Task statement:
Output the entries exactly.

[Collected data entries]

-*-

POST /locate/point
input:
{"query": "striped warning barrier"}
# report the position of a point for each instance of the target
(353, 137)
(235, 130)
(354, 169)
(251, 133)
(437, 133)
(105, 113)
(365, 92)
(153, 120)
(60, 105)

-*-

Result of this task:
POST /locate/point
input:
{"query": "striped warning barrier"}
# report the position of a point for each instance of the target
(353, 137)
(235, 130)
(354, 169)
(251, 133)
(437, 133)
(105, 113)
(365, 92)
(153, 120)
(60, 105)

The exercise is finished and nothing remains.